Selected passage:
^^^^^^^^^^^^^^^^

CORRESP 1 filename1.htm

Troutman Pepper Hamilton Sanders LLP

3000 Two Logan Square, Eighteenth and Arch Streets

Philadelphia, PA 19103-2799

 

troutman.com

 

  

Theodore D. Edwards

215.981.4181

theodore.edwards@troutman.com

 

June 27, 2024

Division of Investment Management

U.S. Securities and Exchange Commission

100 F Street, NE

Washington, D.C. 20549

Attn:Alberto H. Zapata, Senior Counsel
Tony Burak, Staff Accountant

 

Re:The Herzfeld Caribbean Basin Fund, Inc. (the “Fund”)

Registration Statement on Form N-2

1940 Act File No. 811-06445

1933 Act File No. 333-279564

 

Mssrs. Zapata & Burak:

 

This letter responds to the comments of the disclosure staff of the Commission (the “Staff”) to the Fund’s Registration Statement on Form N-2 (the “Registration Statement”) provided on June 10, 2024 by Alberto Zapata and the comments of the accounting Staff provided on June 18, 2024 by Tony Burak. The Registration Statement was filed on May 20, 2024 under the Securities Act of 1933, as amended (the “1933 Act”), and under the Investment Company Act of 1940, as amended (the “1940 Act”). The Registration Statement relates to the registration, under the 1933 Act, of the proposed offerings from time to time by the Company of up to an aggregate of $109,000,000 of shares of common stock, par value $0.001 per share (the “Common Stock”) and subscription rights to purchase Common Stock.

 

We appreciate the opportunity to address the Staff’s comments regarding certain disclosure in the Registration Statement. We have organized this letter by setting forth the Staff’s comments in italics followed by the Fund’s response to the Staff’s comments.

 

Disclosure Comments

 

1.On Page 2 of the Registration Statement, please clarify the relevant three-year period with respect to the voluntary fee waiver, and whether such waiver will extend past June 30, 2024.

 

Response: The Fund has determined to extend the fee waiver until June 30, 2025. The disclosure will be revised to remove reference to the three-year period and to reflect the extended waiver period.

 

 

 

Alberto H. Zapata

Tony Burak

June 27, 2024

Page 2

 

 

2.On Page 9 of the Registration Statement, please revise footnote 1 to the fee table describing the voluntary fee waiver to reflect whether such waiver will extend past June 30, 2024.

 

Response: The Registration Statement will be revised to reflect the Staff’s comment.

 

3.On Page 21 of the Registration Statement, please clarify that the risk that a court finds that the Maryland Control Share Acquisition Act (the “MCSAA”) violates Section 18(i) of the 1940 Act is applicable to the Fund only insofar as the Fund has opted into the MCSAA.

 

Response: The Registration Statement will be revised to reflect the Staff’s comment.

^^^^^^^^^^^^^^^^

Given material:
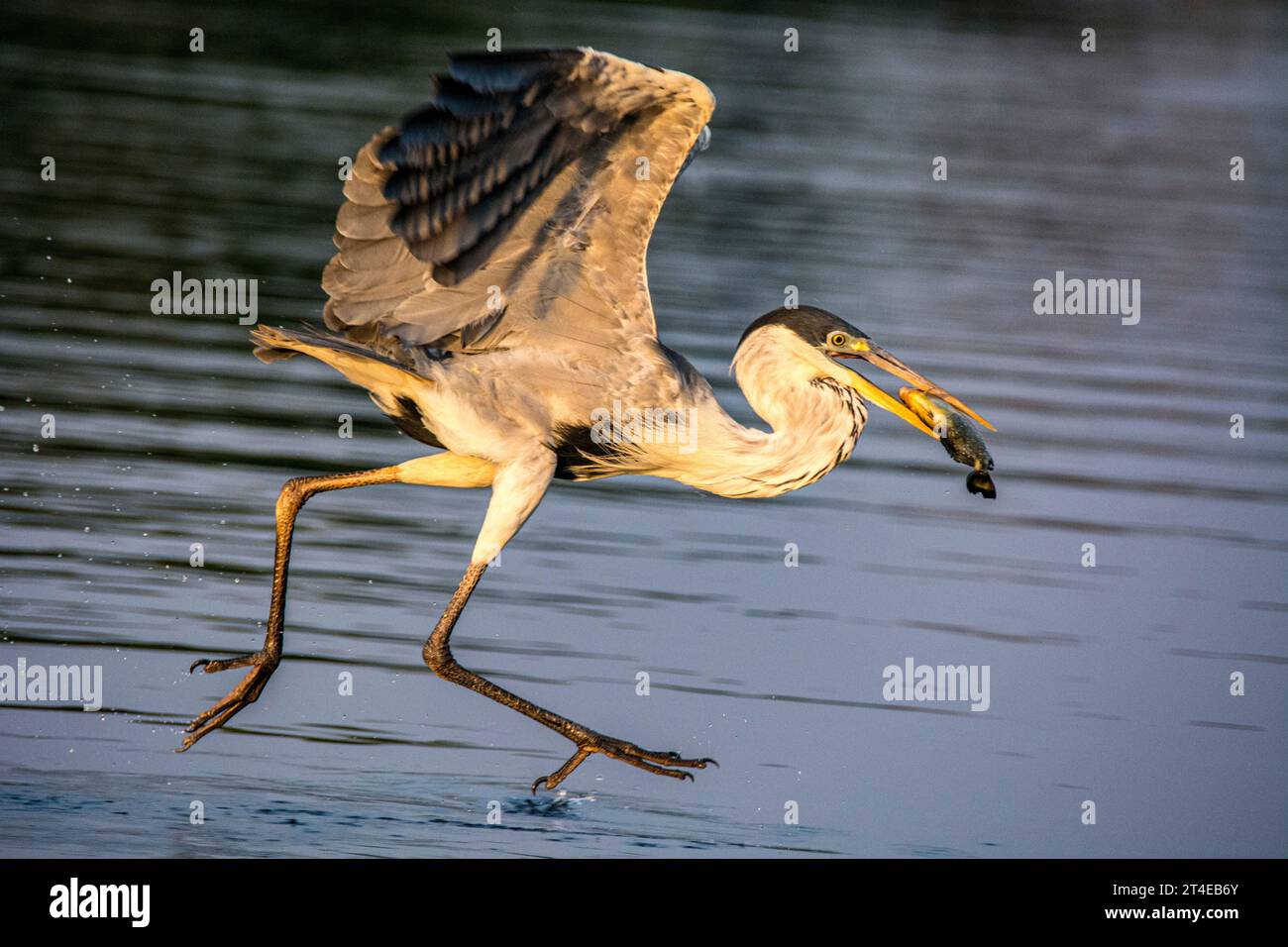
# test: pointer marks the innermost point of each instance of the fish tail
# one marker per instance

^^^^^^^^^^^^^^^^

Tasks and exercises:
1 > List every distinct date that appears in the letter to the SEC about the Herzfeld fund's registration statement.
2 > Copy the passage of the letter to the SEC between "3.On Page 21" and "into the MCSAA.", inclusive.
3 > Carry on the letter to the SEC about the Herzfeld fund's registration statement from the point where it stops.
The listing is separate material and has no connection to the letter to the SEC.

The answers:
1 > June 27, 2024; June 10, 2024; June 18, 2024; May 20, 2024; June 30, 2024; June 30, 2025

2 >
3.On Page 21 of the Registration Statement, please clarify that the risk that a court finds that the Maryland Control Share Acquisition Act (the “MCSAA”) violates Section 18(i) of the 1940 Act is applicable to the Fund only insofar as the Fund has opted into the MCSAA.

3 >
4.On Page 22 of the Registration Statement, please include additional disclosure pursuant to Item 8(5)(d) of Form N-2. In particular, please disclose any methods undertaken or to be undertaken by the Registrant that are intended to reduce any discount (such as the repurchase of fund shares, providing for the ability to convert to an open-end investment company, guaranteed distribution plans, etc.), and briefly discuss the effects that these measures have or may have on the Registrant.

 

Response: Disclosure required by Item 8(5)(d) is included in the Registration Statement beginning on page 42. The Registration Statement has been revised to include a reference to this disclosure on page 22.

 

5.On Page 37 of the Registration Statement, please clarify whether the voluntary management fee waiver is expected to extend beyond June 30, 2024.

 

Response: The Registration Statement will be revised to reflect the Staff’s comment.

 

6.On the Signature Page, please include the signature of the Fund’s principal accounting officer or comptroller, as required under Section 6 of the 1933 Act.

 

Response: The Signature Page will be revised to reflect the Staff’s comment.

 

Accounting Comments

 

7.Please include an Auditor Consent letter with the revised Form N-2 filing.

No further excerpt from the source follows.